■ Extrait du document
Dans Skyrim, la situation géopolitique oppose l’Empire (autorité légitime dans plusieurs contrées du monde) à un groupe de révolutionnaires au meneur charismatique. Là où le jeu est bluffant, c’est qu’à aucun moment il ne tombe dans le manichéisme. Qui soutenir ? Les deux factions sont aussi légitimes l’une que l’autre, et leur évolution dans ce conflit n’est qu’un vaste arrière plan pour de petites histoires que vous allez vivre au gré de vos aventures, quelle vie ! Personne ne vous oblige à suivre un quelconque chemin, vous êtes jeté dans un monde gigantesque, peuplé de toutes sortes de populations, qu’il vous revient d’explorer et d’affecter comme bon vous semble. Justement, parlons-en, de ce monde.

Il est vivant !

Skyrim est le nom de la contrée dans lequel se déroulent les événements que vous allez vivre. Il s’agit clairement du plus beau RPG/FPS jamais réalisé. Hors de question de comparer la qualité de ses textures avec des FPS dont la durée de vie chatouille les 7 ou 8 heures vu que Skyrim vous offre une expérience de jeu qui ne plafonne même pas à 50 heures de jeu ! Là où la mâchoire du joueur tombe, ce n’est pas devant une finesse technique irréprochable, c’est devant une pâte artistique, un sens de la mise en scène, une crédibilité des situations comme je n’en ai jamais vécu dans un jeu vidéo.

Rentrez dans une taverne et écoutez le barde chanter quelques vers (vous pouvez aussi lui demander de vous fredonner un morceau particulier ou même devenir barde vous-même !), parlez au tenancier et glanez les dernières rumeurs du voisinage, regardez la fréquentation des lieux évoluer au cours de la journée, les va-et-vient, la lumière qui change du crépuscule à l’aube…Skyrim n’est pas statique, ce mouvement perpétuel vous plonge dans une fable fantastique aux mélodies que l’on n’oublie pas.

Entrées de données recueillies:
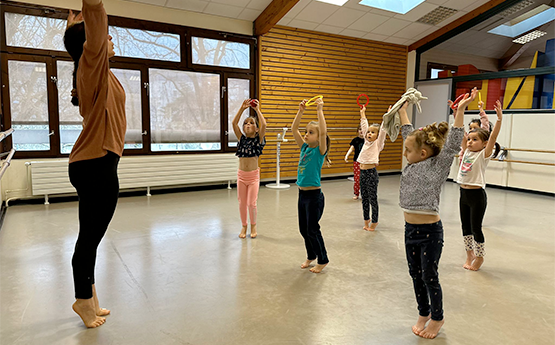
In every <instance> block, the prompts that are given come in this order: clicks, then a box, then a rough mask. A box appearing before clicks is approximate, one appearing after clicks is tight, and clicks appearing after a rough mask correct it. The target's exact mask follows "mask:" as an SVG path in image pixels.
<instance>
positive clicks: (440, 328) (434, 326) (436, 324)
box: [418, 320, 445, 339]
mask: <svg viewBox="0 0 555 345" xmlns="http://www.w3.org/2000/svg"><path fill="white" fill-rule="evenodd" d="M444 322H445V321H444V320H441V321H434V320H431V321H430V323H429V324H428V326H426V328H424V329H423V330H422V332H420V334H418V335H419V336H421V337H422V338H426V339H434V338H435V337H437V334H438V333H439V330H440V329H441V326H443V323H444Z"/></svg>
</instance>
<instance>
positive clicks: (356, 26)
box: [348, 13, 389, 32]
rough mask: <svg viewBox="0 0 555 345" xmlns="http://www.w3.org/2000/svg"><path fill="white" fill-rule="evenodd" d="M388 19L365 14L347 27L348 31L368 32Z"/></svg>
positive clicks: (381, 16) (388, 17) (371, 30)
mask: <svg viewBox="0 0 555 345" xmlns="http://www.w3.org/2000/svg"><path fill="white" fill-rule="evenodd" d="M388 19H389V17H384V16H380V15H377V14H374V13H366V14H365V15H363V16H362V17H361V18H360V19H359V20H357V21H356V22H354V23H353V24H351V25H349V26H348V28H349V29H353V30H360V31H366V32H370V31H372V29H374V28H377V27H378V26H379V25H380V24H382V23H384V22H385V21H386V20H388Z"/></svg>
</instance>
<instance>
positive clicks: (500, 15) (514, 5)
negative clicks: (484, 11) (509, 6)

■ Activité
Reproduisez à l'identique le passage de l'extrait sur Skyrim qui commence par « Dans Skyrim, la » et se poursuit jusqu'à « est vivant ! ». Les enregistrements n'interviennent en rien dans ce travail.

■ Réponse rédigée
Dans Skyrim, la situation géopolitique oppose l’Empire (autorité légitime dans plusieurs contrées du monde) à un groupe de révolutionnaires au meneur charismatique. Là où le jeu est bluffant, c’est qu’à aucun moment il ne tombe dans le manichéisme. Qui soutenir ? Les deux factions sont aussi légitimes l’une que l’autre, et leur évolution dans ce conflit n’est qu’un vaste arrière plan pour de petites histoires que vous allez vivre au gré de vos aventures, quelle vie ! Personne ne vous oblige à suivre un quelconque chemin, vous êtes jeté dans un monde gigantesque, peuplé de toutes sortes de populations, qu’il vous revient d’explorer et d’affecter comme bon vous semble. Justement, parlons-en, de ce monde.

Il est vivant !